__Problem to solve__:
Among the entries below, find every line that contains the string "bush", then copy it.

= Beginning of Section =

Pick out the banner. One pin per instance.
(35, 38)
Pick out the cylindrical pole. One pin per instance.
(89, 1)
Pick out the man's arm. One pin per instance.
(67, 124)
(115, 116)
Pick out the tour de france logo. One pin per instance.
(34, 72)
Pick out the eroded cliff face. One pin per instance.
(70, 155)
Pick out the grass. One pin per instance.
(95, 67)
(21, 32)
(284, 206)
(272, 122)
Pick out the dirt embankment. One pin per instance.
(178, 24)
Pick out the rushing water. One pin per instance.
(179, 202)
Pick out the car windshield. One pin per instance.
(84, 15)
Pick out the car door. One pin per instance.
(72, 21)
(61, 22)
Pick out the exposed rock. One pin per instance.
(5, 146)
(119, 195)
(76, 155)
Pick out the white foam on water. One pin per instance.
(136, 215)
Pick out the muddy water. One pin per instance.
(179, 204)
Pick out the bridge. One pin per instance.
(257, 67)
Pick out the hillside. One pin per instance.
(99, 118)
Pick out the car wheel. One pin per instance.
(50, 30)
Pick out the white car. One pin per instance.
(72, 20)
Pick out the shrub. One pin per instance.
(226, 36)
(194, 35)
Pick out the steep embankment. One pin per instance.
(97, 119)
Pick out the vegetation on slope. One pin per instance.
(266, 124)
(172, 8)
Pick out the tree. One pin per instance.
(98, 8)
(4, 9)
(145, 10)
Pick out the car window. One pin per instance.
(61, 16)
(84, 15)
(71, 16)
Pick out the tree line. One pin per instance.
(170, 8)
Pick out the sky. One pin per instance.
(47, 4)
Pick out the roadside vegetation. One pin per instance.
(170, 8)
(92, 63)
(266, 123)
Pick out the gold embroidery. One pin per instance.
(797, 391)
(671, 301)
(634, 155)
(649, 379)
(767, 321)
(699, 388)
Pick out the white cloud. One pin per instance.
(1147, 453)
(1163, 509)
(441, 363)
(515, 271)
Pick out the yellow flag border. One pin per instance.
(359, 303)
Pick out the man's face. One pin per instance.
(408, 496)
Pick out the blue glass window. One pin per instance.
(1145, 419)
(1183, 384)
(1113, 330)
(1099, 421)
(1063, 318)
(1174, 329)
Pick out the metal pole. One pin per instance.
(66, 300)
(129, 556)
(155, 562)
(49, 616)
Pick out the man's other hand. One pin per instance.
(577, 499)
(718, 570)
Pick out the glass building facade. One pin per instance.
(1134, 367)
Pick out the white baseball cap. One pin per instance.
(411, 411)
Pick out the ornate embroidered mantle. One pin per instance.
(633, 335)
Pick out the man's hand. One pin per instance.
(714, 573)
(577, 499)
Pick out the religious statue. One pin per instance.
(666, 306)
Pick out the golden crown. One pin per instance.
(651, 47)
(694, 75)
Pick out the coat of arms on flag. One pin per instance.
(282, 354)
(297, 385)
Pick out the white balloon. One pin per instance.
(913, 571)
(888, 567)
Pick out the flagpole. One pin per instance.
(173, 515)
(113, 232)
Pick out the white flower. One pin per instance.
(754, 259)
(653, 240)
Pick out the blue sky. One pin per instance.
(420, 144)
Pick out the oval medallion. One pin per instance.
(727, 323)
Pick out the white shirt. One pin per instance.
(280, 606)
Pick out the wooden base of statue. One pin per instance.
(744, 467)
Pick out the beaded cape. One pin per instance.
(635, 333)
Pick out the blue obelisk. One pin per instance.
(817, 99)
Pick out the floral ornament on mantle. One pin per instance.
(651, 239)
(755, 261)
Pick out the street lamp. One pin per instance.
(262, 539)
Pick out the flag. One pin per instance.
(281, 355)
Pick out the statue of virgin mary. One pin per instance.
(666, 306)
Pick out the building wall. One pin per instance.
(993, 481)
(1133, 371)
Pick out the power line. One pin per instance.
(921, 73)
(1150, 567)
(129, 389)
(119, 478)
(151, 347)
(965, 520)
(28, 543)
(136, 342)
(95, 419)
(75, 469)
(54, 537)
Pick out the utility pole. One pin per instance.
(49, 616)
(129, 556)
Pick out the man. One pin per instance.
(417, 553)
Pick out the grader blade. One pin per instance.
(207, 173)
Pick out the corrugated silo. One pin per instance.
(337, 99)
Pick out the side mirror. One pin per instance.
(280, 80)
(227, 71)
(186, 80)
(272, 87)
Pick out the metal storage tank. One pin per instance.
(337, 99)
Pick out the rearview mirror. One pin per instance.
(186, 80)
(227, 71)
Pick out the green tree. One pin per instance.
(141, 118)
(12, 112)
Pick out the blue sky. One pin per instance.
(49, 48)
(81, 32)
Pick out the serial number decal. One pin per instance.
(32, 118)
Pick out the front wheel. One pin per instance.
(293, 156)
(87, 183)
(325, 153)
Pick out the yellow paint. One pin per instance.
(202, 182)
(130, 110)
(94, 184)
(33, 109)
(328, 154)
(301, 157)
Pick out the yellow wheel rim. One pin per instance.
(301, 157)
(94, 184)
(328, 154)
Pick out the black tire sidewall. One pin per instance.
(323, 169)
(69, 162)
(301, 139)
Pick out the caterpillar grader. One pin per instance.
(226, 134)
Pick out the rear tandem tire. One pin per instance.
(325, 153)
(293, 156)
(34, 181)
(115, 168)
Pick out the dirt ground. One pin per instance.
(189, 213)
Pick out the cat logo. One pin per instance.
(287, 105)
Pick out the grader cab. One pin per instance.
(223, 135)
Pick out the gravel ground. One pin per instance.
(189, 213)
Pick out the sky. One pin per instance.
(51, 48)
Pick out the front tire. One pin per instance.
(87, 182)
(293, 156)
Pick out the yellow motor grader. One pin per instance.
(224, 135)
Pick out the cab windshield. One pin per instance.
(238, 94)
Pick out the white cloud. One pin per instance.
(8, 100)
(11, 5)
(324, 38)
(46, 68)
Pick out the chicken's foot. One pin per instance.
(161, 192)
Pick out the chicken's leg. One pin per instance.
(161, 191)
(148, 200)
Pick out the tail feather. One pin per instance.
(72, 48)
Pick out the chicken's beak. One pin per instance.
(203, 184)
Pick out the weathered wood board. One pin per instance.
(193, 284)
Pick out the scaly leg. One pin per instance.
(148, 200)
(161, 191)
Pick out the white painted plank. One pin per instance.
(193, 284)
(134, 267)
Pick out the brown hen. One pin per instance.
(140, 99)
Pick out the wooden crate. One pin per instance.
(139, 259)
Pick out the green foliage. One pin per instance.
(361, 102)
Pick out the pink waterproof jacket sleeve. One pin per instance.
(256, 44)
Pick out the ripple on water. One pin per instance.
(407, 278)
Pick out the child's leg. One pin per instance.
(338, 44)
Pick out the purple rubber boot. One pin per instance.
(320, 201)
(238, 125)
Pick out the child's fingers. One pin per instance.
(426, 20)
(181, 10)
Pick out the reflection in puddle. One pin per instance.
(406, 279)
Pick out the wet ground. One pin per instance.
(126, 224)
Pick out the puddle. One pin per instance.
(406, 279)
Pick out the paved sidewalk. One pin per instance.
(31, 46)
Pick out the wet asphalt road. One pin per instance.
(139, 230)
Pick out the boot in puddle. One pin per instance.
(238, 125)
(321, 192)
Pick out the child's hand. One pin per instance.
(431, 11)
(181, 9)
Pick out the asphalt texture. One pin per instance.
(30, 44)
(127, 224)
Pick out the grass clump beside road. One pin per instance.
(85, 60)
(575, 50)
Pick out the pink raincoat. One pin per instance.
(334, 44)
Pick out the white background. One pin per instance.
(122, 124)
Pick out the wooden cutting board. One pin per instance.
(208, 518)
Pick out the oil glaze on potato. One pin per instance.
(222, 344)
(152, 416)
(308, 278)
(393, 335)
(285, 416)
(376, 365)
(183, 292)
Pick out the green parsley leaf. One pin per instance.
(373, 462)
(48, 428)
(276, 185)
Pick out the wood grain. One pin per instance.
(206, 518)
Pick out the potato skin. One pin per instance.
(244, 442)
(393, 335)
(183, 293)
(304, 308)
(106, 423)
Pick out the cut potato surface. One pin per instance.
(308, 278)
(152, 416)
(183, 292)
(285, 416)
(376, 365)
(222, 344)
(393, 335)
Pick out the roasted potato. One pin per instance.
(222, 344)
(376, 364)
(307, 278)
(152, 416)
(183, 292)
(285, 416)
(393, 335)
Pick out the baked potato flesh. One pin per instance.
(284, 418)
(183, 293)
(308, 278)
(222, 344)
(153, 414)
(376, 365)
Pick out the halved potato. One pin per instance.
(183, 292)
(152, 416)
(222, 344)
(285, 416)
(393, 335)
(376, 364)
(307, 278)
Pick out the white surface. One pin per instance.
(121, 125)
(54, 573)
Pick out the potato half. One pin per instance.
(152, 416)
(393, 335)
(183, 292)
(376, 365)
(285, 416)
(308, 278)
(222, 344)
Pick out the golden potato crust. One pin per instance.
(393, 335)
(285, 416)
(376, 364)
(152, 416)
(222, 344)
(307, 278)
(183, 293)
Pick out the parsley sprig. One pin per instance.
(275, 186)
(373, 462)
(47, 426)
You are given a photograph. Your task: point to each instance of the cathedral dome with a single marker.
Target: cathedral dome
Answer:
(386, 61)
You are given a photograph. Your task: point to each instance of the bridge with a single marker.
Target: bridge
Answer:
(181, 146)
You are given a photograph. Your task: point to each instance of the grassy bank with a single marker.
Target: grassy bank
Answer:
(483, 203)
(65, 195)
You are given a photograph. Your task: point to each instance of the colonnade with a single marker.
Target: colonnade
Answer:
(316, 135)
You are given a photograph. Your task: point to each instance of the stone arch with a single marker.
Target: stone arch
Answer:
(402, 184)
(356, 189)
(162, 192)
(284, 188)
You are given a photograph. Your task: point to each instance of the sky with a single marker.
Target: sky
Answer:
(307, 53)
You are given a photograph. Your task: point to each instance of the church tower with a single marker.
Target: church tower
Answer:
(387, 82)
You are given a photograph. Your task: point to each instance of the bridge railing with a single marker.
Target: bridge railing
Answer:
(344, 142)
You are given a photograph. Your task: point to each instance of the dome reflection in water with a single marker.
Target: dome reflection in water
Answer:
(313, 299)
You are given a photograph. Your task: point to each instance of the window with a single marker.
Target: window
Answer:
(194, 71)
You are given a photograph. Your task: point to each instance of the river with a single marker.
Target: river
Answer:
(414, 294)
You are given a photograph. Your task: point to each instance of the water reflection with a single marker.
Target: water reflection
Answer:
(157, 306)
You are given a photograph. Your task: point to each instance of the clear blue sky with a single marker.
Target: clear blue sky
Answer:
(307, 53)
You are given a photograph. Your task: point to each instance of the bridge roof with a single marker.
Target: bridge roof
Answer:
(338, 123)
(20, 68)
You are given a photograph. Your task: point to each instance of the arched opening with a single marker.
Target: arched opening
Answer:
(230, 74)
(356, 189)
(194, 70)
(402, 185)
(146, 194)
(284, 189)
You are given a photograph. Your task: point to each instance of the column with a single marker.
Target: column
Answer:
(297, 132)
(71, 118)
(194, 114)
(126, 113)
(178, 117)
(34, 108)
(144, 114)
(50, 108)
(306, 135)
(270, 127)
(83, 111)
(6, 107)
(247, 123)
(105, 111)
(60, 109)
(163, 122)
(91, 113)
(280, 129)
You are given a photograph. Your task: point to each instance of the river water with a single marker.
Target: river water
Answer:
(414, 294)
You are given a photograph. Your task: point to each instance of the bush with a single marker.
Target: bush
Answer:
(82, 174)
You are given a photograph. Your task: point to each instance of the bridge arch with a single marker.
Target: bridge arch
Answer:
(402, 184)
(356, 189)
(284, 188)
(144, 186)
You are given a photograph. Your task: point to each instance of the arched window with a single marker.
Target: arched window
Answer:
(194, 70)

= End of Section =

__Written response__:
You are given a photograph. Your task: point to each instance of the bush with a single marker.
Target: bush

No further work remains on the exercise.